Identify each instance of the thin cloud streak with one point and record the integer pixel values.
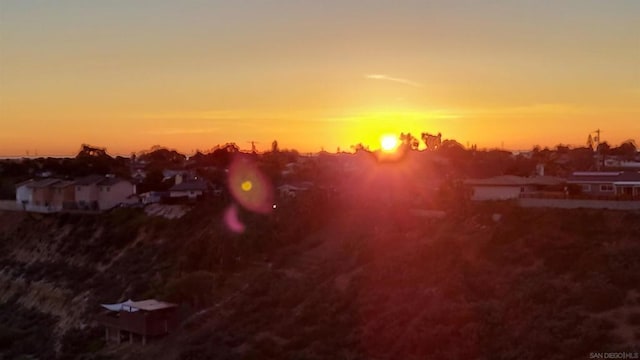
(394, 79)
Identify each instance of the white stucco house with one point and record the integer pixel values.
(190, 189)
(94, 192)
(509, 186)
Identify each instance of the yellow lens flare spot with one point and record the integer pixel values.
(389, 143)
(246, 185)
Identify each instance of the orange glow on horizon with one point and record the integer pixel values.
(389, 143)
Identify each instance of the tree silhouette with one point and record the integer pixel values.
(432, 142)
(409, 141)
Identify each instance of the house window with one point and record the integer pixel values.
(606, 188)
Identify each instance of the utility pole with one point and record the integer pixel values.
(596, 139)
(253, 146)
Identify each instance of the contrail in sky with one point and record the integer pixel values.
(394, 79)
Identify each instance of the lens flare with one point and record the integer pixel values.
(232, 221)
(249, 186)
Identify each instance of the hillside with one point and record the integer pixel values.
(339, 282)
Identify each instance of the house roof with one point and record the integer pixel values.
(133, 306)
(195, 185)
(512, 180)
(89, 180)
(108, 181)
(604, 177)
(23, 183)
(151, 305)
(62, 184)
(43, 183)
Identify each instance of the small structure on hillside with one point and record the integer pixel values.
(511, 187)
(138, 320)
(612, 184)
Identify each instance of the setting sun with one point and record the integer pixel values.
(389, 143)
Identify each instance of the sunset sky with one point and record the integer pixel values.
(188, 75)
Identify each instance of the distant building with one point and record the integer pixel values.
(36, 195)
(141, 320)
(92, 192)
(607, 184)
(191, 190)
(510, 187)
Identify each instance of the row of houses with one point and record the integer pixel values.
(92, 192)
(620, 185)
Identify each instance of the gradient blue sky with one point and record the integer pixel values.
(189, 75)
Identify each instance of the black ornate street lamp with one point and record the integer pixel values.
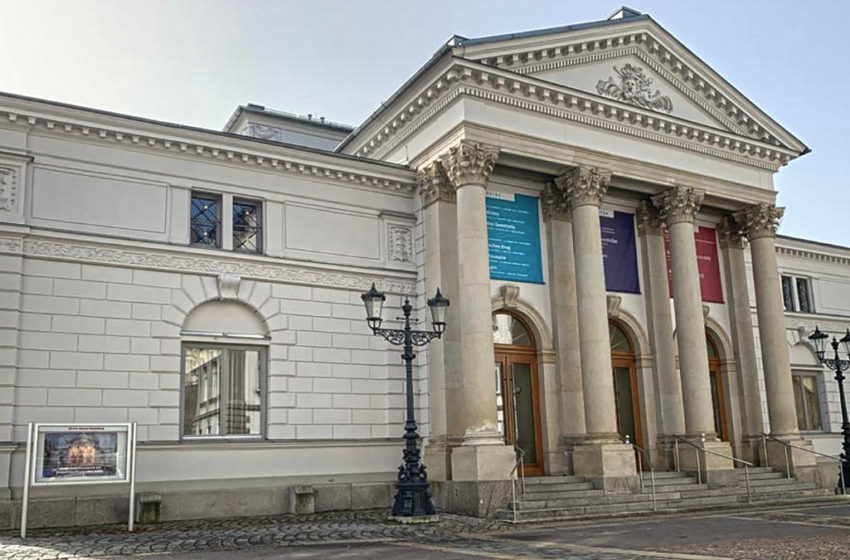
(413, 498)
(839, 366)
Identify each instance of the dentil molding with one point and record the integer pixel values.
(227, 270)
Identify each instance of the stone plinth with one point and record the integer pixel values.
(609, 466)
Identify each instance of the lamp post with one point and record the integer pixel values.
(413, 498)
(839, 366)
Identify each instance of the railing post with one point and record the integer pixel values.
(676, 444)
(787, 462)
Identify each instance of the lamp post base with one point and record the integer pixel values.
(413, 500)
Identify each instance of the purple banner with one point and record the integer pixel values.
(618, 251)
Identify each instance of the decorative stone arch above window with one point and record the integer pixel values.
(225, 319)
(509, 301)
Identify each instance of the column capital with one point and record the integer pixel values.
(555, 204)
(678, 204)
(434, 184)
(648, 218)
(470, 163)
(760, 220)
(731, 233)
(583, 186)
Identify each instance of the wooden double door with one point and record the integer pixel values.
(517, 398)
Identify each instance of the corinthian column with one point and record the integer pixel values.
(760, 223)
(741, 323)
(679, 206)
(444, 383)
(562, 295)
(483, 454)
(602, 457)
(660, 319)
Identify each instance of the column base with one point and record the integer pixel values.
(716, 471)
(609, 466)
(474, 460)
(437, 457)
(788, 460)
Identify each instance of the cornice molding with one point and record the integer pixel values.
(653, 52)
(212, 151)
(216, 264)
(473, 79)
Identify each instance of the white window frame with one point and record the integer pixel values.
(795, 298)
(817, 374)
(263, 382)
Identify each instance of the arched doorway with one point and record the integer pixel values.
(517, 388)
(625, 385)
(718, 394)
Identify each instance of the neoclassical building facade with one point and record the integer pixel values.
(597, 203)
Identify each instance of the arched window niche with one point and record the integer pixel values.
(224, 372)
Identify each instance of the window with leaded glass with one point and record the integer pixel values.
(205, 220)
(807, 401)
(788, 293)
(223, 390)
(247, 225)
(804, 296)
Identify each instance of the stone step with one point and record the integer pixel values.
(558, 487)
(534, 480)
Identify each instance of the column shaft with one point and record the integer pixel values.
(660, 321)
(679, 206)
(761, 222)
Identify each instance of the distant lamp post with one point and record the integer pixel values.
(838, 365)
(413, 498)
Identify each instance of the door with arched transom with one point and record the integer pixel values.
(626, 395)
(517, 388)
(718, 394)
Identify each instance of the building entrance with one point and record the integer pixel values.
(625, 386)
(517, 393)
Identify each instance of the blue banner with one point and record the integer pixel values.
(619, 252)
(513, 236)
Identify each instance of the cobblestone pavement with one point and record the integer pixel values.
(802, 533)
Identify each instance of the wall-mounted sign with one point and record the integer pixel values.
(513, 237)
(619, 251)
(707, 261)
(75, 454)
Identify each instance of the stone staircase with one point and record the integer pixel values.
(565, 497)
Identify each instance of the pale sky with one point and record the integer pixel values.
(193, 61)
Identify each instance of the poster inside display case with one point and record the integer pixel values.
(72, 454)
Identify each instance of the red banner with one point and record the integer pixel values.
(707, 262)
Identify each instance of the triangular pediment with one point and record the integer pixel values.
(632, 60)
(630, 80)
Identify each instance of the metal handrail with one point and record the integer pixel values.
(702, 448)
(519, 466)
(765, 437)
(641, 453)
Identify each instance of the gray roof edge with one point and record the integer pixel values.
(200, 130)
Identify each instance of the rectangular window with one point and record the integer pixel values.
(247, 225)
(807, 402)
(223, 390)
(804, 296)
(205, 220)
(788, 293)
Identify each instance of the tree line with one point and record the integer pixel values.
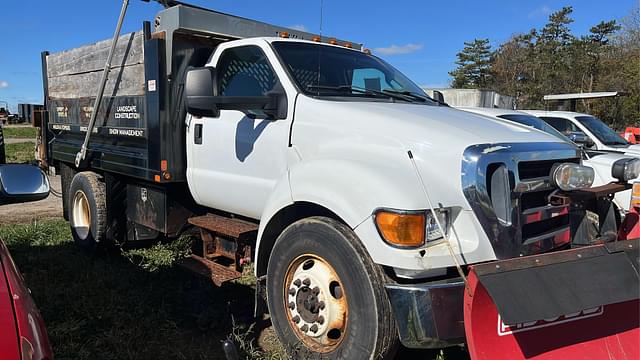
(552, 60)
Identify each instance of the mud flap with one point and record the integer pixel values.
(574, 304)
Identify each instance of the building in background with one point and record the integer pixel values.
(474, 98)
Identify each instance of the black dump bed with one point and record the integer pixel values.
(139, 130)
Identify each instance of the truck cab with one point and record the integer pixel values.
(600, 136)
(359, 200)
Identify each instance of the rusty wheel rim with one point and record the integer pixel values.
(315, 303)
(81, 214)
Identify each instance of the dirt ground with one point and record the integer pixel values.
(27, 212)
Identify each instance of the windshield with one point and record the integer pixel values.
(535, 122)
(322, 70)
(601, 131)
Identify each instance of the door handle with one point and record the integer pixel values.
(197, 134)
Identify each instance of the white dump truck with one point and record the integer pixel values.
(362, 203)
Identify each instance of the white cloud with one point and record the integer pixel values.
(544, 10)
(298, 27)
(398, 49)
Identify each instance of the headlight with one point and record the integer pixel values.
(410, 229)
(626, 169)
(568, 176)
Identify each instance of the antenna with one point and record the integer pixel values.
(320, 47)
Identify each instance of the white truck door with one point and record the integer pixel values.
(235, 159)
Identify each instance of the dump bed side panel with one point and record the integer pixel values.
(120, 141)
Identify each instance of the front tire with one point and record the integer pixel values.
(326, 297)
(87, 210)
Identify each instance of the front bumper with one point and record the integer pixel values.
(429, 315)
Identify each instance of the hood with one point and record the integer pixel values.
(437, 125)
(602, 163)
(381, 134)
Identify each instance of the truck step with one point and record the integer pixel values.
(234, 228)
(226, 247)
(218, 273)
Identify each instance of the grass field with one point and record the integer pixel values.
(136, 306)
(20, 152)
(22, 132)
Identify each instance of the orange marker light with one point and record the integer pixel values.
(401, 229)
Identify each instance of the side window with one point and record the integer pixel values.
(245, 71)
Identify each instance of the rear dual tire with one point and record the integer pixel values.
(326, 296)
(87, 210)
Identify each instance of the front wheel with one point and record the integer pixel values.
(326, 296)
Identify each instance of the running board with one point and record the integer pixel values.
(218, 273)
(227, 246)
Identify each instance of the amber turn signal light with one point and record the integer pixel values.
(401, 229)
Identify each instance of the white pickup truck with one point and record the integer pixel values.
(359, 200)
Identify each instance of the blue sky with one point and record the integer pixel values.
(418, 37)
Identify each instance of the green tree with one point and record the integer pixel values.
(473, 65)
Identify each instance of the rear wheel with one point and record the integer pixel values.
(87, 210)
(326, 296)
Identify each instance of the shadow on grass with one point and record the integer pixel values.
(105, 307)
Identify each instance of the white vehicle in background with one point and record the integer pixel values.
(601, 161)
(601, 136)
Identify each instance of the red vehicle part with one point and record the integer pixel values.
(9, 341)
(593, 318)
(25, 334)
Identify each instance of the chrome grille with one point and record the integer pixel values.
(535, 226)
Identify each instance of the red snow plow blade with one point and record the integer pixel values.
(574, 304)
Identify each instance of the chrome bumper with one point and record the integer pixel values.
(428, 315)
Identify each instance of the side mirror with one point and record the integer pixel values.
(22, 183)
(202, 99)
(581, 139)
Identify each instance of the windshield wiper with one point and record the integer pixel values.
(348, 88)
(411, 94)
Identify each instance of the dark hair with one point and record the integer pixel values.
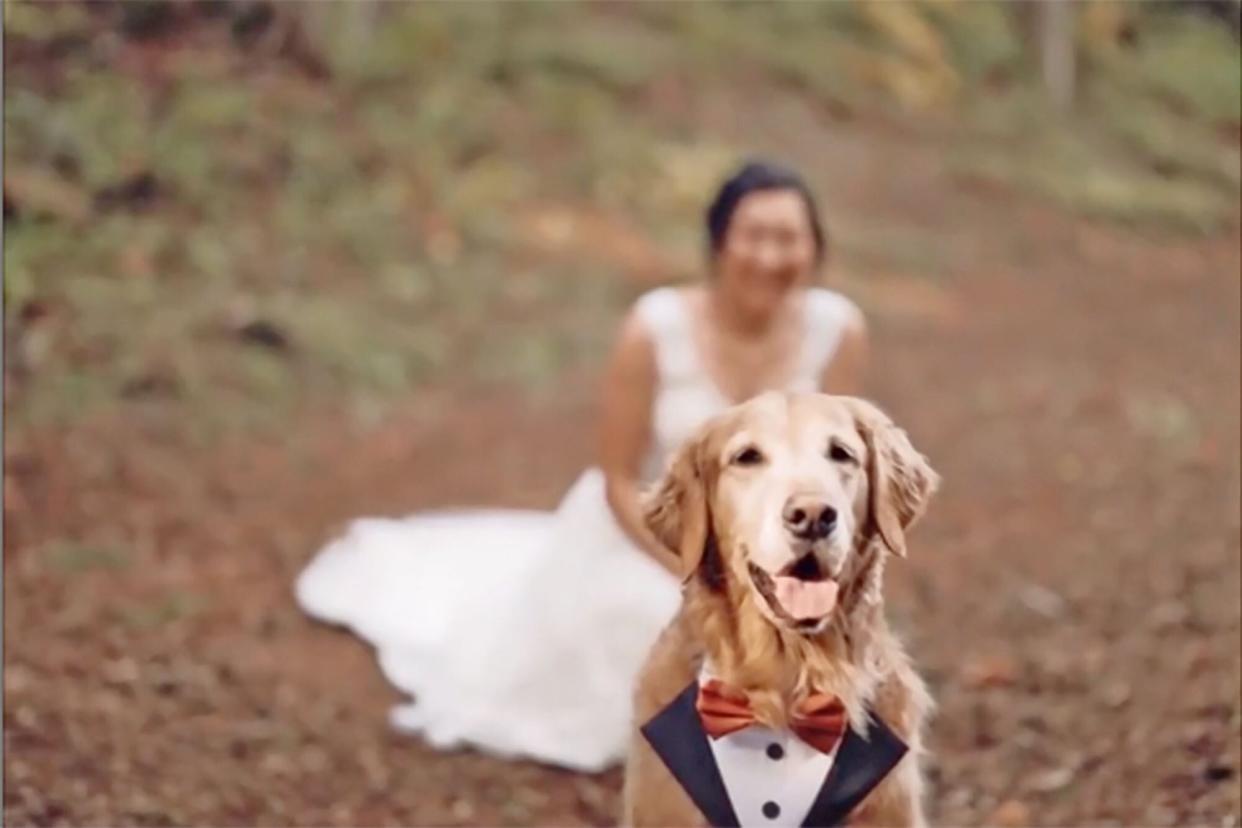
(753, 176)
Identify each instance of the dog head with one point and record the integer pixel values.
(789, 495)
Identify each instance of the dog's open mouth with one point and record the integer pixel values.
(802, 595)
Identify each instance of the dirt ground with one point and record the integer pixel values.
(1073, 596)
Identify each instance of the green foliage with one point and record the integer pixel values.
(378, 220)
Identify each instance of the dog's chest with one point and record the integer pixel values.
(771, 777)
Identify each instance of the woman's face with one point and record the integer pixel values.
(768, 251)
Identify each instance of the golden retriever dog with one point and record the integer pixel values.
(783, 510)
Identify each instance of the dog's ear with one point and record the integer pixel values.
(899, 477)
(676, 509)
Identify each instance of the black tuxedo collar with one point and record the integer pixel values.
(678, 739)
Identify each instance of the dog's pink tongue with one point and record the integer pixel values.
(806, 600)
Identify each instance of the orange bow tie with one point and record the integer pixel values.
(819, 719)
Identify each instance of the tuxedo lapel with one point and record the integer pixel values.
(678, 739)
(860, 766)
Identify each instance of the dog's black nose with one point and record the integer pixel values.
(809, 519)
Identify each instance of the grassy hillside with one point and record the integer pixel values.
(219, 212)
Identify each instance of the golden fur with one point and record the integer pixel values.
(855, 656)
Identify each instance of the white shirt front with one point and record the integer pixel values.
(771, 776)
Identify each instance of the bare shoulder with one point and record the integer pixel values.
(634, 348)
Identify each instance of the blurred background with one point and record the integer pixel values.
(268, 266)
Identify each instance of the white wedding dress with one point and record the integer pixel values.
(521, 632)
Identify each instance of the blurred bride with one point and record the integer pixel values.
(521, 632)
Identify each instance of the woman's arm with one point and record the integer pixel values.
(845, 371)
(625, 433)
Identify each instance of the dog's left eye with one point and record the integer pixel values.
(838, 453)
(748, 456)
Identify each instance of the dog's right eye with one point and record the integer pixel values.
(748, 456)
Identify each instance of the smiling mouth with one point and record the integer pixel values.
(801, 595)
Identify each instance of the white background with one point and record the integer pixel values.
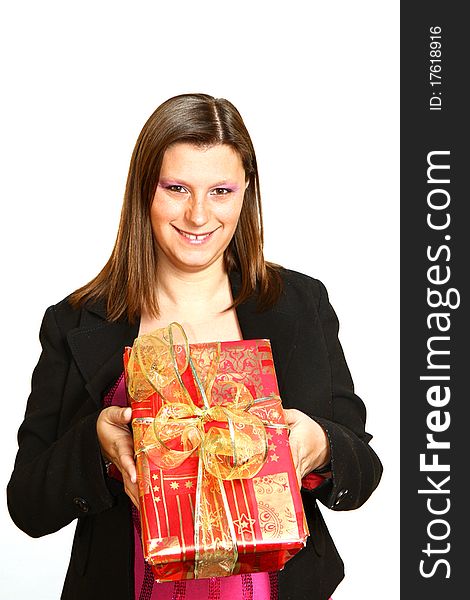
(317, 85)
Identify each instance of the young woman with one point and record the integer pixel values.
(189, 249)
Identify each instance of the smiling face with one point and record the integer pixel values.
(197, 204)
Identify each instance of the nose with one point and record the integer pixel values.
(197, 210)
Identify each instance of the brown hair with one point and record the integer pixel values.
(128, 280)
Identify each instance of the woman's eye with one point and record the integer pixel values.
(177, 188)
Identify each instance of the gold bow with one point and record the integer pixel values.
(231, 442)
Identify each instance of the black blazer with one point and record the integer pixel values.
(59, 476)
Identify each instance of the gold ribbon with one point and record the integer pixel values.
(231, 442)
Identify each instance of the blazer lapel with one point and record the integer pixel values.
(97, 347)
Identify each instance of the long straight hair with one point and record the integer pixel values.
(127, 282)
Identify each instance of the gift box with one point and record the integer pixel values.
(218, 490)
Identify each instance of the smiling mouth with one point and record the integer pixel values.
(192, 237)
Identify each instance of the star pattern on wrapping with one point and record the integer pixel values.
(244, 524)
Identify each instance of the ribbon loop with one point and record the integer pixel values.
(230, 441)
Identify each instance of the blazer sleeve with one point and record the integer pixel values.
(356, 468)
(55, 479)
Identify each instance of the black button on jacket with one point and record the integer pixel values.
(59, 475)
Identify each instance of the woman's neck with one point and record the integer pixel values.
(208, 289)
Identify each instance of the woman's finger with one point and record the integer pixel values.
(128, 465)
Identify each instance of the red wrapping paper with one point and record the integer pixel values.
(265, 512)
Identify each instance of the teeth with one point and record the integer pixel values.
(195, 237)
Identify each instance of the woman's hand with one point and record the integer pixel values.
(117, 445)
(308, 441)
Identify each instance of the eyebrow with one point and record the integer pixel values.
(174, 181)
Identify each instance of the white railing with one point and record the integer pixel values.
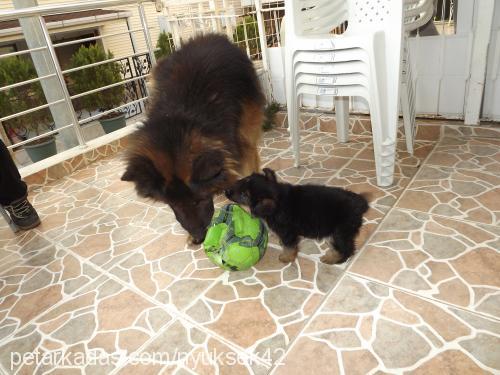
(38, 13)
(260, 27)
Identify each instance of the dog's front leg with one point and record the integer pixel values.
(290, 249)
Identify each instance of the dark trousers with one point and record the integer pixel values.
(11, 185)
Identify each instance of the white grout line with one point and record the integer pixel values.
(176, 314)
(345, 272)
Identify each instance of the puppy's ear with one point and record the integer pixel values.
(264, 208)
(270, 175)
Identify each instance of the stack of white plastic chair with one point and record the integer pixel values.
(416, 14)
(364, 61)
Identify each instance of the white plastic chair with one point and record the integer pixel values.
(9, 221)
(416, 14)
(369, 51)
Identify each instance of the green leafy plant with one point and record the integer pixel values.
(248, 24)
(270, 115)
(96, 77)
(21, 98)
(165, 45)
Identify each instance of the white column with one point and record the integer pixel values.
(475, 86)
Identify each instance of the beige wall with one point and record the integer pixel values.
(119, 45)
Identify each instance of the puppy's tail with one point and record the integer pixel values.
(368, 196)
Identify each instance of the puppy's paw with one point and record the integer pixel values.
(287, 257)
(331, 258)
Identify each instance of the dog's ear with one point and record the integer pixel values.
(270, 175)
(264, 208)
(207, 166)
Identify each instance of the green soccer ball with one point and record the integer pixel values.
(235, 240)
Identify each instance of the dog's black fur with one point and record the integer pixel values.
(202, 131)
(310, 211)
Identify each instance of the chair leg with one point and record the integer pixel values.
(342, 118)
(407, 118)
(9, 221)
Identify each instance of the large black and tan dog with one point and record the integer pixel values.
(202, 130)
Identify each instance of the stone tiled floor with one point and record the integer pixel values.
(108, 281)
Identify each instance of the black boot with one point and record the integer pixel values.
(23, 214)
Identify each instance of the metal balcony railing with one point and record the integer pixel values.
(136, 82)
(255, 29)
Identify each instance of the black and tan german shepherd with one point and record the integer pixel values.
(202, 130)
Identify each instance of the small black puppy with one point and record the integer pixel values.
(310, 211)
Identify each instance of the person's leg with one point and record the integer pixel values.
(12, 187)
(13, 193)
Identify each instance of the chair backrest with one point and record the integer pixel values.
(417, 13)
(310, 17)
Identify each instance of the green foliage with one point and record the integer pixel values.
(248, 23)
(270, 115)
(165, 45)
(95, 77)
(21, 98)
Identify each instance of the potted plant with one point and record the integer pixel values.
(247, 27)
(96, 77)
(164, 45)
(21, 98)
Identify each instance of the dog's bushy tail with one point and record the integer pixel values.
(367, 197)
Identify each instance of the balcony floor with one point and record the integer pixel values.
(110, 272)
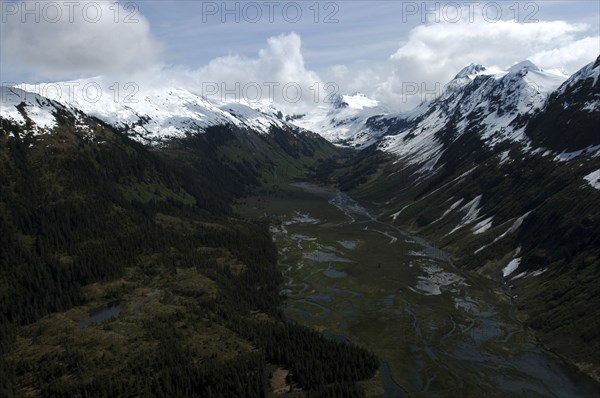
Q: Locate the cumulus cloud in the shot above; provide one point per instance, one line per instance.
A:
(278, 73)
(67, 39)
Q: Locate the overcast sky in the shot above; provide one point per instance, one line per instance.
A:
(374, 47)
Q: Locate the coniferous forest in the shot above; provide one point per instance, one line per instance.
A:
(90, 219)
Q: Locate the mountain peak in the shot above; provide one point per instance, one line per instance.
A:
(523, 65)
(472, 69)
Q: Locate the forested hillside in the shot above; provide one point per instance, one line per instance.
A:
(124, 273)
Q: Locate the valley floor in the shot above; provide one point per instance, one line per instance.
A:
(438, 331)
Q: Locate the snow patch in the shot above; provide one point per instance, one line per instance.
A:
(472, 208)
(593, 179)
(483, 226)
(511, 267)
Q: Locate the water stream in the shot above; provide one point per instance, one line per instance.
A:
(478, 348)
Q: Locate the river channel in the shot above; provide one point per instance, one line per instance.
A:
(439, 331)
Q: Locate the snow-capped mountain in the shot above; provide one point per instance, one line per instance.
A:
(573, 107)
(342, 120)
(151, 117)
(495, 104)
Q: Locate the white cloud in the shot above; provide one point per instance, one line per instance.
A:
(434, 52)
(68, 39)
(278, 73)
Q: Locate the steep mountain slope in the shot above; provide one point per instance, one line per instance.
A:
(506, 182)
(342, 121)
(123, 273)
(149, 115)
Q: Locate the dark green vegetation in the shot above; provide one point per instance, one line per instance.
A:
(441, 331)
(558, 241)
(90, 220)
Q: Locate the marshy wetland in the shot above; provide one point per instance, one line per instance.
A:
(438, 330)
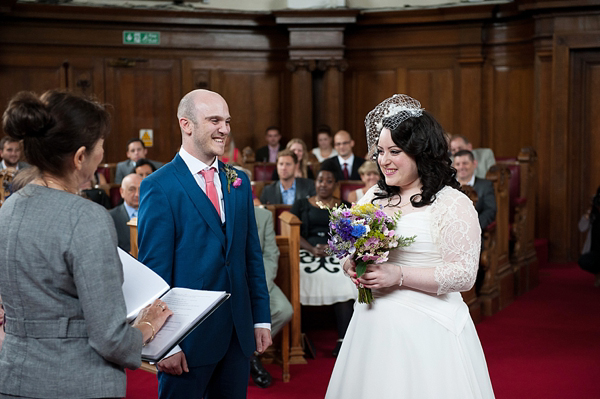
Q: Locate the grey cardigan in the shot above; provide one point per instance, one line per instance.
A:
(60, 281)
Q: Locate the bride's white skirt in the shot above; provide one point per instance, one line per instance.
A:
(410, 344)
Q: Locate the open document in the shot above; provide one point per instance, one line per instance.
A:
(190, 307)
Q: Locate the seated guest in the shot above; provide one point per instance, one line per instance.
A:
(281, 308)
(231, 154)
(288, 188)
(302, 168)
(465, 164)
(484, 156)
(269, 152)
(325, 149)
(130, 191)
(90, 191)
(2, 333)
(590, 255)
(144, 168)
(136, 150)
(322, 281)
(10, 151)
(345, 165)
(369, 174)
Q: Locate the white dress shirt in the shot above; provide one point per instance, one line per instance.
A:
(195, 166)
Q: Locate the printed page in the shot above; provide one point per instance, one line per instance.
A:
(141, 285)
(189, 307)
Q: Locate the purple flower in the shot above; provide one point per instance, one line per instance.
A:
(358, 230)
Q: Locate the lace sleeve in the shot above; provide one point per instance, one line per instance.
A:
(457, 233)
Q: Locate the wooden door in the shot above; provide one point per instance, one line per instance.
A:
(144, 94)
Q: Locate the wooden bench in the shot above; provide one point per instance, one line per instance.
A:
(522, 218)
(498, 289)
(6, 178)
(345, 187)
(288, 279)
(470, 297)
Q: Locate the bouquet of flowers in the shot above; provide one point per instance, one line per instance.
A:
(367, 234)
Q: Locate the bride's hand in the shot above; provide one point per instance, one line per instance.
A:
(381, 276)
(350, 269)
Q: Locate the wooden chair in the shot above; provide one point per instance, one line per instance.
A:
(258, 186)
(263, 171)
(288, 279)
(498, 289)
(277, 210)
(151, 368)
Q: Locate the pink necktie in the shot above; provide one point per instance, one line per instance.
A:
(211, 190)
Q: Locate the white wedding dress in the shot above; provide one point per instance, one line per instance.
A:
(413, 344)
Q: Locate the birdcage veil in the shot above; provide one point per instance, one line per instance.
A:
(394, 111)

» WHAT THE TASK ASKS
Retype, exactly as shown, the lines from the one with "Q: Locate the birdcage" through the end of the records.

» ANSWER TO THE EXERCISE
Q: Locate the birdcage veil in the shot above; provide one point per instance, one line per instance.
A:
(394, 111)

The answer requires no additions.